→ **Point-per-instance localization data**
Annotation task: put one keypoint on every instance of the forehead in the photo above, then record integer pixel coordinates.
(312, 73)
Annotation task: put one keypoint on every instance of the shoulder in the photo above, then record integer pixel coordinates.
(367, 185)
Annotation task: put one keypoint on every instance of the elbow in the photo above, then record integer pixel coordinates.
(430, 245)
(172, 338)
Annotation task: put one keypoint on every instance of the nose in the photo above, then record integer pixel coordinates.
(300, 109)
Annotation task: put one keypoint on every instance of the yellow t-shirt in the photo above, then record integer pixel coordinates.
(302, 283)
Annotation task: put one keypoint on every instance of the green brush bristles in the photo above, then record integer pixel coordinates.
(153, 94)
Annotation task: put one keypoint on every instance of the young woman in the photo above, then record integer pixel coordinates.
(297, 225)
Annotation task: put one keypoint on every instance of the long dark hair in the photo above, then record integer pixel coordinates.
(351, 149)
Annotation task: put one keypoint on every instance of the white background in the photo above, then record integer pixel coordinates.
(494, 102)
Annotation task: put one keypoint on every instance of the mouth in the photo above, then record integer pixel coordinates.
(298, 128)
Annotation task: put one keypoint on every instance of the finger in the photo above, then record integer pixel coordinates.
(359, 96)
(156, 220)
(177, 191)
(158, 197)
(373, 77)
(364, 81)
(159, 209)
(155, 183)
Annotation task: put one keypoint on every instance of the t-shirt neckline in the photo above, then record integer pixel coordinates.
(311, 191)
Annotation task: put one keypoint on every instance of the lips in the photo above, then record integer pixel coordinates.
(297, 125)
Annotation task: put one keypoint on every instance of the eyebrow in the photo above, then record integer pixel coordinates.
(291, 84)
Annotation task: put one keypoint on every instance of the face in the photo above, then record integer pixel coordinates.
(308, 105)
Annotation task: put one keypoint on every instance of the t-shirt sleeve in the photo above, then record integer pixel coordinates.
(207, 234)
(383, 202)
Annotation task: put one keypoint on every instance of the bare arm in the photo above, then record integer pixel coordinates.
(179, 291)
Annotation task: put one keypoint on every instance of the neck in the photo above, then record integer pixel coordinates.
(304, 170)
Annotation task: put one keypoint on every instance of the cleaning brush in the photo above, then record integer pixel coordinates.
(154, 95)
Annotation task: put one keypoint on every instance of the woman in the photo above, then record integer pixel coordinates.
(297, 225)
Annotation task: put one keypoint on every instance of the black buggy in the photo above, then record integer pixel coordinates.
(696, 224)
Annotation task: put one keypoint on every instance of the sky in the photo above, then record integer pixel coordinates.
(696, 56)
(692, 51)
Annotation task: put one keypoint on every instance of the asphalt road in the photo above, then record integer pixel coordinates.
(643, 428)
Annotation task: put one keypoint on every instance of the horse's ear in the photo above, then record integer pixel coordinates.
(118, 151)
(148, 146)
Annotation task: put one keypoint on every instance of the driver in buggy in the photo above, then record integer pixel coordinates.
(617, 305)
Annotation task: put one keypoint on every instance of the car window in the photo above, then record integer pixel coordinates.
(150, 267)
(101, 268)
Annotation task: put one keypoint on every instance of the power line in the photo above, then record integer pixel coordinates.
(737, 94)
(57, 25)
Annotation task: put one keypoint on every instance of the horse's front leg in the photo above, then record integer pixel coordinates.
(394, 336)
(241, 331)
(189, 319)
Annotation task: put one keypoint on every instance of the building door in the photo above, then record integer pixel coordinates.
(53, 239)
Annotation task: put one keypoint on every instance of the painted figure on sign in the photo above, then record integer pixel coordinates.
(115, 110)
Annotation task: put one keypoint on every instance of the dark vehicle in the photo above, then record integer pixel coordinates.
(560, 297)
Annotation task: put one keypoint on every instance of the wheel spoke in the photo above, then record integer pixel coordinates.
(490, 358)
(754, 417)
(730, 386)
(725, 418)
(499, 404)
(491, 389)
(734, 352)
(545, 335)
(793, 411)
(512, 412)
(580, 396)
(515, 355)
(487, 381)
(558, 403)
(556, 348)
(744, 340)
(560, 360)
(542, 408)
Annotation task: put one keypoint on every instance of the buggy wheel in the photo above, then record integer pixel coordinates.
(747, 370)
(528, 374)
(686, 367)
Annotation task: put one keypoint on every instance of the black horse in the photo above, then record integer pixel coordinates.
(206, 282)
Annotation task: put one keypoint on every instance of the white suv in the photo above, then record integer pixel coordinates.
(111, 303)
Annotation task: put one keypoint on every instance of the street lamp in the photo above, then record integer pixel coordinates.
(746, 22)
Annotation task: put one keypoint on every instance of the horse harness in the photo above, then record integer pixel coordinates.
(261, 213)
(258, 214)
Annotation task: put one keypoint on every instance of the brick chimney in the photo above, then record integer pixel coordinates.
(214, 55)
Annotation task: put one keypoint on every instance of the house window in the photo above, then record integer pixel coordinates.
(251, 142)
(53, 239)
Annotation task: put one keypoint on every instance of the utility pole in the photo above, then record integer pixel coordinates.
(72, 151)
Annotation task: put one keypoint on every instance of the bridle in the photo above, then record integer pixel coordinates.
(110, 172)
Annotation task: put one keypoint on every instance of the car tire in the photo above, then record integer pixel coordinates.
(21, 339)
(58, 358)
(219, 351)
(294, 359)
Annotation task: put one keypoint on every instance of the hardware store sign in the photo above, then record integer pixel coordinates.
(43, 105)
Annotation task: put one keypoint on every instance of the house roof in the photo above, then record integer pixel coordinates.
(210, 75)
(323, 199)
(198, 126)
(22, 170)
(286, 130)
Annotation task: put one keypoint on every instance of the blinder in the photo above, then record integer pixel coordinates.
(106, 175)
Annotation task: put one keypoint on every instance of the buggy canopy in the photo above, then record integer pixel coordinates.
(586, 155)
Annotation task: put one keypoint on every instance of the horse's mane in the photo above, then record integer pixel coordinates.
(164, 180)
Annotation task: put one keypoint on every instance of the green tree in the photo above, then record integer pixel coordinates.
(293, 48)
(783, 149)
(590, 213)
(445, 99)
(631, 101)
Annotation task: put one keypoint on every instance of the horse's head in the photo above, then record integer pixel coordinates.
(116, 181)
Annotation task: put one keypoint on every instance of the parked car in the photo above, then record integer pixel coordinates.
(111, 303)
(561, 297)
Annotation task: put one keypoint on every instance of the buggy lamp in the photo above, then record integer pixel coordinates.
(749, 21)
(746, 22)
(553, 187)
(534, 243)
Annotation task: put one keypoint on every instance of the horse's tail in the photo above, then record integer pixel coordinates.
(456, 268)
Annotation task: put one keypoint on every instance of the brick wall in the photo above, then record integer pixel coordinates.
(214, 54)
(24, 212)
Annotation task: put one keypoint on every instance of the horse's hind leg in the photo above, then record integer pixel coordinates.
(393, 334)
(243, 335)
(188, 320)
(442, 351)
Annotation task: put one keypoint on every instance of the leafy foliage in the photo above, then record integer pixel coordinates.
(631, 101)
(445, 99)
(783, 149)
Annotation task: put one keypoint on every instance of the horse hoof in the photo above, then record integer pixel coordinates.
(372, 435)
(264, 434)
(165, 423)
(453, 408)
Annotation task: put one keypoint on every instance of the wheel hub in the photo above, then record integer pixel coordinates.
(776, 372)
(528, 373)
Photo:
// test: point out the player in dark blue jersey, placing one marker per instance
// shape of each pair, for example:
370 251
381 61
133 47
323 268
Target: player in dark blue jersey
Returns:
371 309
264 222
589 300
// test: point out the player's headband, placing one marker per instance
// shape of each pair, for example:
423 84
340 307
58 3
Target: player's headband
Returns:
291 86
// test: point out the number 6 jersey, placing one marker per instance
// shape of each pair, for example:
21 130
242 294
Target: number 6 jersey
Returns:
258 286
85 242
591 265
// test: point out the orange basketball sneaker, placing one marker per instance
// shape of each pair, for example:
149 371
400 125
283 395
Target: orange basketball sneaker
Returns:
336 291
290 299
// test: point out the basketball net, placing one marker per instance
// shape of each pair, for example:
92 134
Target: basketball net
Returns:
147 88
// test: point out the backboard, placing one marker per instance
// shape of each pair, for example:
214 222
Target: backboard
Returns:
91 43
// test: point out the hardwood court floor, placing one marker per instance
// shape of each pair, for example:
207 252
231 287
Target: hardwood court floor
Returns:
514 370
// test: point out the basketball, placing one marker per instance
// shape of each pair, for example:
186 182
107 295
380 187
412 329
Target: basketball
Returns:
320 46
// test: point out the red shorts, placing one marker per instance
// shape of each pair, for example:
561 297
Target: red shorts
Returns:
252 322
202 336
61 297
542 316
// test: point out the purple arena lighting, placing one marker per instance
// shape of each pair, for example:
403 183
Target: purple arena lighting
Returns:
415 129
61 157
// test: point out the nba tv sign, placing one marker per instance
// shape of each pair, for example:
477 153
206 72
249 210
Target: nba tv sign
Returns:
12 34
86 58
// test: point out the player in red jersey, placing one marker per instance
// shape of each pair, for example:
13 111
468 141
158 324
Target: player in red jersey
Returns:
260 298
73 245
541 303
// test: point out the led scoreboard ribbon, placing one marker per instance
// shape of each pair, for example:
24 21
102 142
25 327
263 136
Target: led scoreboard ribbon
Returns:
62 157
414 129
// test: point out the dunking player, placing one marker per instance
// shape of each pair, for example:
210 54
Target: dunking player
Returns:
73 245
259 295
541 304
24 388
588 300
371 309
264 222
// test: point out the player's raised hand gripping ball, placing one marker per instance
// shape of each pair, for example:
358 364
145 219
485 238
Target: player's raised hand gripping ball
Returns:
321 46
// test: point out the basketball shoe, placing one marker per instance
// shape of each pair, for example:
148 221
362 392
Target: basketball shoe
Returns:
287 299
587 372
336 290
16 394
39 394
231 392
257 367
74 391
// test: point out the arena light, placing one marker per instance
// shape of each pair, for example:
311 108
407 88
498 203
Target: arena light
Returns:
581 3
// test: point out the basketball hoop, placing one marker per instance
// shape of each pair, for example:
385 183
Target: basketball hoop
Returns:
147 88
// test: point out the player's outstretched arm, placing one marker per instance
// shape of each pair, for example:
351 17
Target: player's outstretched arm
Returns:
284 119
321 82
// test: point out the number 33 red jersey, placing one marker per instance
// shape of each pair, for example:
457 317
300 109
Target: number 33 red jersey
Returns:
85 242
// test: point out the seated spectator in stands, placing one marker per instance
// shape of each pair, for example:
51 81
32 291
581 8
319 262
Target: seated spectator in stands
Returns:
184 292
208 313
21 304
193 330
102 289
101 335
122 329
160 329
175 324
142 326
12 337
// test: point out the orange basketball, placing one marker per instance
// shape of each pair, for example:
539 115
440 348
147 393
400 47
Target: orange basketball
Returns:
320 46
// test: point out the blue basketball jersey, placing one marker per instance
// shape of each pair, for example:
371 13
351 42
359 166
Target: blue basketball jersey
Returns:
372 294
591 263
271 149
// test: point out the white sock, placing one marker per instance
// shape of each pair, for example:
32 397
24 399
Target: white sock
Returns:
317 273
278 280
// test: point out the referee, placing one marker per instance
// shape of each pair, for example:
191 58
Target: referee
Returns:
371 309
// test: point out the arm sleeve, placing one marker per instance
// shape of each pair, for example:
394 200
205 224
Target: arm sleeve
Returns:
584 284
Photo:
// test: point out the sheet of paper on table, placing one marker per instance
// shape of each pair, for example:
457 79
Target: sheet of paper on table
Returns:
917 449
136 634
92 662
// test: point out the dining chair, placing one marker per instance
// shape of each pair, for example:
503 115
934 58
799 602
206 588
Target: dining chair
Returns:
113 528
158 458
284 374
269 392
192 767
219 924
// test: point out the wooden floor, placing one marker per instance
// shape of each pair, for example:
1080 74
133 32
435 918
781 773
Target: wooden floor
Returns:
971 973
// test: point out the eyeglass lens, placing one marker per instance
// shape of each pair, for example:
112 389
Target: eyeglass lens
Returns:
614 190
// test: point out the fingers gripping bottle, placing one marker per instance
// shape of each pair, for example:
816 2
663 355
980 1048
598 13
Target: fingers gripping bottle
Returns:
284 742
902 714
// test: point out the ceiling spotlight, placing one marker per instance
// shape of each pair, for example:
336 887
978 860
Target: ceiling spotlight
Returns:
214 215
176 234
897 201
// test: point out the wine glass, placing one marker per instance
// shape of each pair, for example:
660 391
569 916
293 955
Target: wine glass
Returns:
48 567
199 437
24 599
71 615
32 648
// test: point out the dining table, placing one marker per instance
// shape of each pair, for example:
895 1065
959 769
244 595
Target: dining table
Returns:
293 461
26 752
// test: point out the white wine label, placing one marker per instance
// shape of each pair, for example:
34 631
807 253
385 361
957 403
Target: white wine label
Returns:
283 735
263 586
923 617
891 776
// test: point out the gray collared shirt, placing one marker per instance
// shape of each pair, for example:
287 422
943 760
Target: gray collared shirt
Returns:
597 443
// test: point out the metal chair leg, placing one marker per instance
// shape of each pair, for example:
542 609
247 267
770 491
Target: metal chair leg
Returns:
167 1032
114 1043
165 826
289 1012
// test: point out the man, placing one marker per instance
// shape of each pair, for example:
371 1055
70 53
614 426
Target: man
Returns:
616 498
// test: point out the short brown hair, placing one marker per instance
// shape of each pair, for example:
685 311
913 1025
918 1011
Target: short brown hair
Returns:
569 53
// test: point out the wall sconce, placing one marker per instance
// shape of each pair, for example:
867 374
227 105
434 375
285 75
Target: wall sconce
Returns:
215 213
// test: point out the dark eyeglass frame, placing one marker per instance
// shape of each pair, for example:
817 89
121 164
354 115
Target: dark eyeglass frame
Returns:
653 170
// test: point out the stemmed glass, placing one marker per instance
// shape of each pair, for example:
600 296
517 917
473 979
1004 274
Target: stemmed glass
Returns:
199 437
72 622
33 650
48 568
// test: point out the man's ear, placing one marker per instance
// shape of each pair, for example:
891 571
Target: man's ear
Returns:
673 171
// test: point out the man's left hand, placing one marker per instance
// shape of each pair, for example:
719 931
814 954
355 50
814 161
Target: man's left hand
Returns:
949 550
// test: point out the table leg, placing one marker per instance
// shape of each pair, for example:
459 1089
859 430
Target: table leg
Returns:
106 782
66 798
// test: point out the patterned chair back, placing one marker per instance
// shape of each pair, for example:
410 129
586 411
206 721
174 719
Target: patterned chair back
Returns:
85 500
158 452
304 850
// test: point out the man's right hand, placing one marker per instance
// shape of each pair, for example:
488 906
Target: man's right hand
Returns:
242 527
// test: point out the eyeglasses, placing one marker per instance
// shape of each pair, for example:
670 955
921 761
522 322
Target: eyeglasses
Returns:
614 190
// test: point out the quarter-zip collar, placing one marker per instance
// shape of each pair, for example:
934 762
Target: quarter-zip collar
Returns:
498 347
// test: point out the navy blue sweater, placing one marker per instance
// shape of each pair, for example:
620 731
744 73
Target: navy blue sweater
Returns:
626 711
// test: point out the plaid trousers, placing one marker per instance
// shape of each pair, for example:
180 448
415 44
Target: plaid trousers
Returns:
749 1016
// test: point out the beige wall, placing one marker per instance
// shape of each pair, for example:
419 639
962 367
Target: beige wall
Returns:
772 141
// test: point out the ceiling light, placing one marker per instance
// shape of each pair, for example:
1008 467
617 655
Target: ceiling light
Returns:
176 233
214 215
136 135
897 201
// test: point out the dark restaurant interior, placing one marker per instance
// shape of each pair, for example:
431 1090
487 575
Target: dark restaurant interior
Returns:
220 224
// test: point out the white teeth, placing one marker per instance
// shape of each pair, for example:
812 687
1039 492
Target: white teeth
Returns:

→ **AIM OF THE TASK**
Scanning the data above, copy out every line where "brown" is found.

→ **EXPECTED OUTPUT**
// test: point out the short brown hair, placing one marker per instance
Target: short brown hair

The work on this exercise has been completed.